> _Work instructions_: Without the pictures, set down the records below word for word.

>> start Extracted records

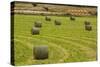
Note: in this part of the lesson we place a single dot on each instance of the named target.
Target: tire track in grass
(53, 45)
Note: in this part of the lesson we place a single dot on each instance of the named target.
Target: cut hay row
(63, 40)
(65, 45)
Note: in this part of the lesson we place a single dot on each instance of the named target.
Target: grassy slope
(67, 43)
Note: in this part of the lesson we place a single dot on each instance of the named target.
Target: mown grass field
(69, 42)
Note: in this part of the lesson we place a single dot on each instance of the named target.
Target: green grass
(68, 42)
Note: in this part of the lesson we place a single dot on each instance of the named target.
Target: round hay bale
(88, 27)
(47, 18)
(72, 18)
(41, 52)
(57, 22)
(37, 24)
(35, 31)
(87, 23)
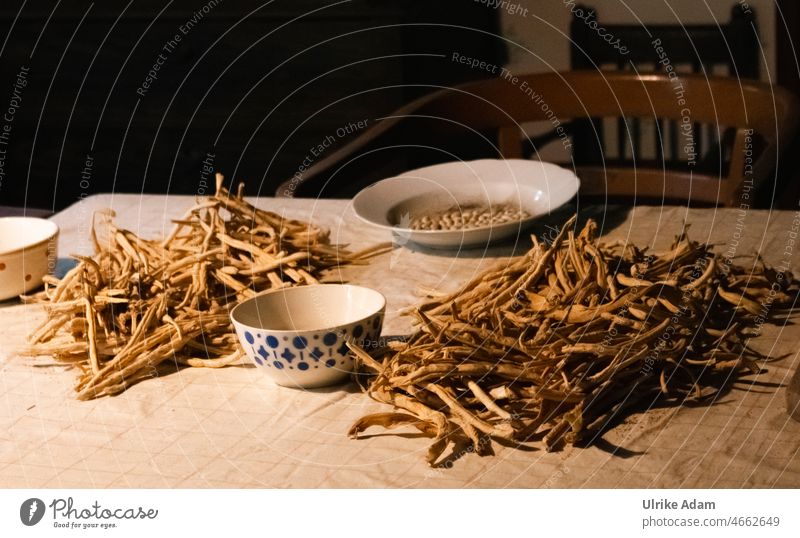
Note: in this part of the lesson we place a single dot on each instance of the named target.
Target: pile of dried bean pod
(137, 303)
(560, 344)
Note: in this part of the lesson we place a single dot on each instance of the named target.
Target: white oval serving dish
(534, 186)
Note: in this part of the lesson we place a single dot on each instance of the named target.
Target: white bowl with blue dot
(298, 336)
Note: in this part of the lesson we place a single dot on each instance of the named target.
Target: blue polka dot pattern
(329, 339)
(301, 353)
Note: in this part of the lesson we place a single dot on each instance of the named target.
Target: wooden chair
(483, 119)
(728, 48)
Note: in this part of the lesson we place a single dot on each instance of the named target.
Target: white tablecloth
(233, 428)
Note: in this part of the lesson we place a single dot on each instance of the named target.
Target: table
(232, 428)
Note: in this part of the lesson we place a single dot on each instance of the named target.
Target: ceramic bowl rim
(53, 234)
(381, 309)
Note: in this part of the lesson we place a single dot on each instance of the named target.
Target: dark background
(251, 89)
(255, 84)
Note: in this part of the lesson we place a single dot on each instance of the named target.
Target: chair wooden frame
(764, 117)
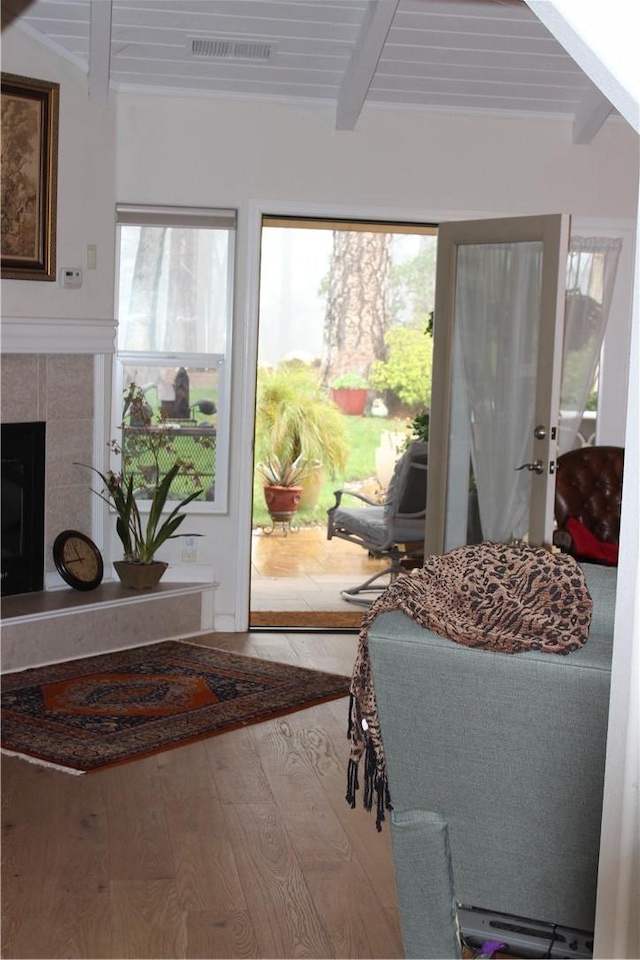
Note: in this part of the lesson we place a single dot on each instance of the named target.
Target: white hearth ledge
(57, 335)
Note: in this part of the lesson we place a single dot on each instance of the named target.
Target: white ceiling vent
(209, 48)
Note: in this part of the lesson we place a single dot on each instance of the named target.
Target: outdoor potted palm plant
(283, 486)
(296, 422)
(142, 535)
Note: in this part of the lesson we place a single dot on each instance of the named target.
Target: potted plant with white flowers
(142, 534)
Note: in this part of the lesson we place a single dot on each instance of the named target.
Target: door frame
(248, 241)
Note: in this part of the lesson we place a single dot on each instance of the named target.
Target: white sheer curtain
(591, 273)
(497, 314)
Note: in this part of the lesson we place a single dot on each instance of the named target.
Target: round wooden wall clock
(78, 560)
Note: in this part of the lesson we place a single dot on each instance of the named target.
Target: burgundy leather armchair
(587, 503)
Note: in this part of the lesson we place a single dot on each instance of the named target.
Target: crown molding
(57, 335)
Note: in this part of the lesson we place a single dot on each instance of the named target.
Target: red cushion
(588, 546)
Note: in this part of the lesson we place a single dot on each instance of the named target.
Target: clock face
(78, 560)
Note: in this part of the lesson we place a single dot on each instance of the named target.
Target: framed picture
(29, 178)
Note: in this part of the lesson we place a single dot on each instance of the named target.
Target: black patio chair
(393, 530)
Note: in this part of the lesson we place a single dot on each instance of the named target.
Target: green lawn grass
(363, 437)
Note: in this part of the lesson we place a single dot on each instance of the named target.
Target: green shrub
(407, 371)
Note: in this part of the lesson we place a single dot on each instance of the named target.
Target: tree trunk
(357, 302)
(182, 311)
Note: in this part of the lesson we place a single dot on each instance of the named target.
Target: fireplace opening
(22, 522)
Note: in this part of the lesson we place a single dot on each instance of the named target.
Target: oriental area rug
(84, 715)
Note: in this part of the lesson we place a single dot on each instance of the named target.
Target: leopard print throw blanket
(492, 596)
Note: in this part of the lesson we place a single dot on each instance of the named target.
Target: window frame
(196, 217)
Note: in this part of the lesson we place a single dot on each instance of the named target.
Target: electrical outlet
(189, 550)
(71, 278)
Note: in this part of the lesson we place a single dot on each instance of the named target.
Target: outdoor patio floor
(299, 572)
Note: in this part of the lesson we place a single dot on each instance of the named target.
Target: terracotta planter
(351, 401)
(282, 502)
(140, 576)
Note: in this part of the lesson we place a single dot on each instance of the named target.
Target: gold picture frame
(29, 178)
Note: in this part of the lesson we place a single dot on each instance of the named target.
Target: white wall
(86, 190)
(411, 165)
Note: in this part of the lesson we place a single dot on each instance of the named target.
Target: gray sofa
(495, 765)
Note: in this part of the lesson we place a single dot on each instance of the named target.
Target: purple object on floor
(489, 947)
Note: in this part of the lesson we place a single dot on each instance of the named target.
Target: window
(174, 302)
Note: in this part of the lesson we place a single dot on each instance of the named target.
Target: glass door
(500, 292)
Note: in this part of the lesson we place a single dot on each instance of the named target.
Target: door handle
(536, 467)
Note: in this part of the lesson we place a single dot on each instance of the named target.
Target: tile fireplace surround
(48, 370)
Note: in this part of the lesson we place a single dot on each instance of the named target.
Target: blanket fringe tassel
(374, 783)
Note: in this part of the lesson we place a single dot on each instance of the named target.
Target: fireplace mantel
(46, 335)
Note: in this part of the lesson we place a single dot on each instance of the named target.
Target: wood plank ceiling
(462, 55)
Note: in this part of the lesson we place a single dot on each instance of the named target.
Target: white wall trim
(57, 335)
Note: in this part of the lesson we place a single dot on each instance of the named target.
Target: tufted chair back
(589, 489)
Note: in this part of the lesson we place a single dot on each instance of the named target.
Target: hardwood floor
(241, 845)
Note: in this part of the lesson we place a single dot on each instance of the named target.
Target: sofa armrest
(509, 750)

>> end Extracted records

> _Solution to this task_:
Note: in this part of the lesson we place a single dot on each instance of the named target.
Target: tire track in grass
(53, 45)
Note: in this part of the lesson we place a single dot on each instance of the named target.
Target: cut hay row
(63, 40)
(65, 45)
Note: in this part of the lesson we place a single dot on each instance of the named target.
Target: grassy slope
(67, 43)
Note: in this part of the lesson we place a single dot on each instance of the named target.
Target: mown grass field
(69, 42)
Note: in this part of the lesson we place a single dot on each instance of the named target.
Target: green grass
(68, 42)
Note: in this part of the lesson we place a single dot on each instance of the named target.
Target: round hay bale
(88, 27)
(47, 18)
(72, 18)
(41, 52)
(57, 22)
(37, 24)
(35, 31)
(87, 23)
Note: in this part of the lesson we place a single dot on each instance of the named target.
Target: pile of dried bean pod
(137, 303)
(560, 344)
Note: in this part of the lesson we place a single dot on each instance of the named target.
Target: white oval serving dish
(534, 186)
Note: in this part of the lesson we place a single dot on each instance of the named target.
Target: white bowl with blue dot
(298, 336)
Note: in this part of the lesson we place a single dot on each instance of the named target.
Target: blue polka dot pattern
(329, 339)
(301, 353)
Note: in this part of the lesson we place a single dot on each instance of the named target.
Target: wooden chair
(483, 119)
(728, 48)
Note: in this part of the lesson we place a single dot on each instance of the named target.
Target: white tablecloth
(233, 428)
Note: in this part of the lesson we place a single dot on each instance of the named target.
Target: table
(232, 428)
Note: in this part of the lesson we place a single dot on each instance of the named target.
Target: ceramic bowl rim
(53, 234)
(381, 309)
Note: in this part of the lesson we place a single dot on each instance of the named target.
Target: dark background
(251, 89)
(255, 84)
Note: in this part of the lesson we place a single dot on each instance of the named target.
Target: chair wooden frame
(764, 117)
Note: in this part of the lesson we place a single dot on each instance of the named target.
Target: white hearth ledge
(57, 335)
Note: in this part of the lesson we place a single dot on each instance of the named target.
Target: white ceiling vent
(209, 48)
Note: in this part of the lesson we place a single dot on each instance of the named target.
Target: outdoor potted palm plant
(283, 486)
(296, 422)
(142, 535)
Note: in this part of the lesson we place a single dot on each instance of the named target.
Target: potted plant with white flowers
(142, 534)
Note: in this part of the lesson we place a single dot on each instance of the named target.
Target: door frame
(248, 241)
Note: in this part of the lesson we place a single dot on each instance of the named target.
Target: white sheer curtain
(591, 273)
(497, 314)
Note: in this part of the lesson we place a single dot on each instance of the named target.
Target: round wooden wall clock
(78, 560)
Note: in this part of the lesson we place a single dot on each instance of the named target.
Target: burgundy leather armchair
(587, 503)
Note: in this part of the lesson we place a single dot on each instance of the named target.
Target: crown molding
(57, 335)
Note: in this part of the lesson we place a single dot on each instance of the named target.
Target: red cushion
(588, 546)
Note: in this part of the lesson we place a single dot on each instance of the named target.
Target: clock face
(78, 560)
Note: in this part of the lesson we place a single dot on each instance of the named target.
Target: framed picture
(29, 178)
Note: in this part of the lesson we place a single dot on each instance of the named target.
Target: black patio chair
(393, 530)
Note: in this part of the lesson we place a single dot on each instance of the named target.
Target: green lawn grass
(363, 437)
Note: in this part of the lesson we place a single dot on each instance of the named target.
Target: green shrub
(407, 371)
Note: in this part of the lesson we place a single dot on each instance of the named target.
Target: tree trunk
(357, 302)
(182, 311)
Note: in this part of the lesson we place a single dot on each instance of the named target.
Target: fireplace opening
(22, 522)
Note: in this part of the lesson we place a single dot on each instance of the named target.
Target: oriental area rug
(84, 715)
Note: in this part of the lesson we place a single dot on each instance of the named target.
Target: leopard print throw blanket
(492, 596)
Note: in this part of the lesson we place a single dot on each instance of the named target.
Target: window frame
(196, 217)
Note: in this part of the lesson we place a single dot on each instance of the named target.
Target: electrical outlet
(189, 550)
(71, 278)
Note: in this part of the lesson we place a single dot on each instance of the named target.
Target: outdoor patio floor
(299, 572)
Note: in this part of the lesson we place a single dot on each instance of the named target.
Target: terracotta planter
(351, 401)
(282, 502)
(140, 576)
Note: in this part of the lesson we place a single dot on each instance of the named target.
Target: gold picture frame
(29, 178)
Note: in this part of the lesson we place a single dot on each instance of the named target.
Target: white wall
(86, 190)
(411, 165)
Note: in this part of the lesson we place a single dot on each instance of the named target.
Target: gray sofa
(495, 765)
Note: in this part of the lesson we place a single dot on each instance of the named target.
Target: purple object on floor
(489, 947)
Note: in this part of the lesson we place a single dot on each instance of the named target.
Target: window
(174, 302)
Note: in this part of the lesson we place a single dot on each instance of the named target.
Target: glass door
(500, 292)
Note: in this part of the lesson we place a single dot on each instance of the named target.
Target: door handle
(536, 467)
Note: in this part of the lesson we place a single dot on each instance of the named target.
Target: tile fireplace surround
(48, 370)
Note: in this part of the lesson we place a single dot on each instance of the named target.
Target: blanket fringe tassel
(374, 783)
Note: in this part of the lesson we place a single dot on each instance of the named target.
Target: fireplace mantel
(46, 335)
Note: in this part of the lesson we place a single dot on each instance of the named target.
Target: wood plank ceiling
(462, 55)
Note: in this part of the lesson we place a single dot on each instance of the named target.
Target: white wall trim
(57, 335)
Note: in this part of the lesson we place a single dot on each instance of the named target.
Target: tufted chair back
(589, 489)
Note: in this part of the lesson we place a single dot on each instance of the named target.
Target: hardwood floor
(241, 845)
Note: in this part of the lesson we place a single dot on each instance of the named target.
Target: sofa armrest
(509, 750)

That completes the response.